### [Quoted text]

........

And the plot is great! This is the Ocean's Eleven of fantasy novels. I'm reminded of a few similar works that I read as a teenager, which I unfortunately can't remember the names of right now, but this is like the grown-up version of those other books. It's the big, "black sheep" cousin to those other books. The basic plot revolves around Locke Lamora and his comrades, who are raised to be great thieves and con artists. While executing some particularly fine con artistry, they get swept up in someone else's massive revenge plot and have to put their skills to use not only to save themselves, but their city as well. That's me distilling over 700 pages down to two sentences.

The best thing about this book is…everything! Honestly, I can't think of anything I can criticize. Even the flashbacks, which I at first thought were a bit self-indulgent, were actually really relevant. And I thought I had the end pegged, but I totally got two parts of it wrong! (Well, three if you count to whom the Spider decided to pass on the duty of all that secret police work, but I think that's a minor detail.) The worst thing is that in reading the book all in a day, I didn't get to soak in as many of the intricate details and double-meanings as I would have liked. But this is going to become a permanent addition to my bookshelf, so I'll be reading it again. If you haven't read it yet, you should. You'll love it.

........

### [Data to process]
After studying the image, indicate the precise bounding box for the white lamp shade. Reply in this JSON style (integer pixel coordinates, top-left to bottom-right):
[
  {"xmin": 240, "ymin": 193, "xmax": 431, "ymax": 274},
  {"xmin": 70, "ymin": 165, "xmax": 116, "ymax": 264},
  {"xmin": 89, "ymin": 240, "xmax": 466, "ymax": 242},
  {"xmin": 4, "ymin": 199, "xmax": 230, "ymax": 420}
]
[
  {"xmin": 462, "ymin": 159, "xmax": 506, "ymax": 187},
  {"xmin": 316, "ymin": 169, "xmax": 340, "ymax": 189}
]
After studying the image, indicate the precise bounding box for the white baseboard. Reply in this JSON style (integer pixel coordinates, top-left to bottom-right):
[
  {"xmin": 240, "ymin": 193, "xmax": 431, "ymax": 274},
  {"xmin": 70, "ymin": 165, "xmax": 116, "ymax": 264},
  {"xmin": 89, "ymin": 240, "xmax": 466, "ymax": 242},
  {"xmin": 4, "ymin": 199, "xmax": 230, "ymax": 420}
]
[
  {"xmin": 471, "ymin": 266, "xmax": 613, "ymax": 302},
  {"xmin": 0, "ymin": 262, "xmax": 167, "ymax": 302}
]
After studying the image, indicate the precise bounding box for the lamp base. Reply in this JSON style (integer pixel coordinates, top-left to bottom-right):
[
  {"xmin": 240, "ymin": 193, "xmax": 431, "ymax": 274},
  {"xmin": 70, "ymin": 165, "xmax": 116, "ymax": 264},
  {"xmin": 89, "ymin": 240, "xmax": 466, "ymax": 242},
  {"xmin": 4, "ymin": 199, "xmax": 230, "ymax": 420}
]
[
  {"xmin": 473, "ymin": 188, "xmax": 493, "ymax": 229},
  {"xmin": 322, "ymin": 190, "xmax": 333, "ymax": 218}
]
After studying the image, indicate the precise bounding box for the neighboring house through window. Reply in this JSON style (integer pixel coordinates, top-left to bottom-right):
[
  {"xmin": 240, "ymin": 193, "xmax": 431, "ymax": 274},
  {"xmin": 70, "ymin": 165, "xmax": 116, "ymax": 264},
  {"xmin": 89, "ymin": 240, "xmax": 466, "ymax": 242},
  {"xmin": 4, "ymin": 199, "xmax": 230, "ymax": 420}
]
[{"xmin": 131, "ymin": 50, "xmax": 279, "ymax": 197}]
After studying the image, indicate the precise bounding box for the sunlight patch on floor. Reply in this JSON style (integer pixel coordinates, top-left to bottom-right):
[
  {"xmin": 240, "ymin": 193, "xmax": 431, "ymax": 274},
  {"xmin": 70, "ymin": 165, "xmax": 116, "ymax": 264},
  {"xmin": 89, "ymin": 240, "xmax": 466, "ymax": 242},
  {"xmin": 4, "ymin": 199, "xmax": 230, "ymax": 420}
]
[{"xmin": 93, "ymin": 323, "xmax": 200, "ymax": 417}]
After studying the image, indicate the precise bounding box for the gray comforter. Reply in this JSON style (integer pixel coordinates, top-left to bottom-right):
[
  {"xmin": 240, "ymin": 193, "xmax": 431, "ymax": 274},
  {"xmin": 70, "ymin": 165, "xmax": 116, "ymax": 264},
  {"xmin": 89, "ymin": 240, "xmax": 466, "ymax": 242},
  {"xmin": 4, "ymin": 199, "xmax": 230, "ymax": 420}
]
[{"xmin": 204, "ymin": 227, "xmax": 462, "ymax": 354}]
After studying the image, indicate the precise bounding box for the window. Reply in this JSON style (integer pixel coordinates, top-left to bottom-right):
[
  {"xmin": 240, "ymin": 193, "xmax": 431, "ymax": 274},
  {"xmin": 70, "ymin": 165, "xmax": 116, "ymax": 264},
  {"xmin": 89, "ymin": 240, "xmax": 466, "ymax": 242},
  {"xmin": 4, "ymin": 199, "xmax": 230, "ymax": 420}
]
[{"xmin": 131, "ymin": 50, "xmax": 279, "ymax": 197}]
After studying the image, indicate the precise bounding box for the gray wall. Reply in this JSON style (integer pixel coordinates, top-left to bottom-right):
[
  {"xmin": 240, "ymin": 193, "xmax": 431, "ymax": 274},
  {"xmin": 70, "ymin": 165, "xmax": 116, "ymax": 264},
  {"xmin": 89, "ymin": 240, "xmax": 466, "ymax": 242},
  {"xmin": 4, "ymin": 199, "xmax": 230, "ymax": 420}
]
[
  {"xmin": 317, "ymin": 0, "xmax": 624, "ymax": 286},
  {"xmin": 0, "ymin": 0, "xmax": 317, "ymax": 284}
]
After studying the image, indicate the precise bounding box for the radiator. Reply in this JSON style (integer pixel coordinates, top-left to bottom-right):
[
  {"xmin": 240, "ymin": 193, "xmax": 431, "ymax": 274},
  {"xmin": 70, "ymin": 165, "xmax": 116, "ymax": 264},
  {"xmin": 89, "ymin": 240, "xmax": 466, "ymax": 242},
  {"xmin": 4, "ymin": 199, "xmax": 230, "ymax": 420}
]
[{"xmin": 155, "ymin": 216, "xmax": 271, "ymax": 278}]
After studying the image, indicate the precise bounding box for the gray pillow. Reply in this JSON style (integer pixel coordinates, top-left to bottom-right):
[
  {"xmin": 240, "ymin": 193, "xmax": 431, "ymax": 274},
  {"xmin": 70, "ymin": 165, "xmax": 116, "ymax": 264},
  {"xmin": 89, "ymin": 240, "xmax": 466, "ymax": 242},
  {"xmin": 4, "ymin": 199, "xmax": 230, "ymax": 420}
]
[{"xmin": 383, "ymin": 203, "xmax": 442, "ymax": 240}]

........

### [Tasks to carry out]
a - Do these statements agree with the book review? (i) The reviewer read the book over several weeks. (ii) The reviewer at first found the flashbacks a bit self-indulgent. (iii) The book is over 700 pages long. Answer yes or no for each and quote the deciding words.
b - Can you shift the bounding-box coordinates in the answers by adding -134 to each number, and give back everything in the rows from the line containing "for the radiator." down to the end of the rows, with the requests included and left unchanged?
The book review and the rows have nothing to do with each other.

### [The solutions]
a -
(i) No: "in reading the book all in a day"
(ii) Yes: "which I at first thought were a bit self-indulgent"
(iii) Yes: "That's me distilling over 700 pages down to two sentences."

b -
After studying the image, indicate the precise bounding box for the radiator. Reply in this JSON style (integer pixel coordinates, top-left to bottom-right):
[
  {"xmin": 240, "ymin": 193, "xmax": 431, "ymax": 274},
  {"xmin": 70, "ymin": 165, "xmax": 116, "ymax": 264},
  {"xmin": 89, "ymin": 240, "xmax": 466, "ymax": 242},
  {"xmin": 4, "ymin": 199, "xmax": 230, "ymax": 420}
]
[{"xmin": 21, "ymin": 82, "xmax": 137, "ymax": 144}]
After studying the image, indicate the precise bounding box for the gray pillow. Reply in this JSON style (integer pixel coordinates, top-left to bottom-right):
[
  {"xmin": 240, "ymin": 193, "xmax": 431, "ymax": 274},
  {"xmin": 70, "ymin": 165, "xmax": 116, "ymax": 264},
  {"xmin": 89, "ymin": 240, "xmax": 466, "ymax": 242},
  {"xmin": 4, "ymin": 199, "xmax": 230, "ymax": 420}
]
[{"xmin": 249, "ymin": 69, "xmax": 308, "ymax": 106}]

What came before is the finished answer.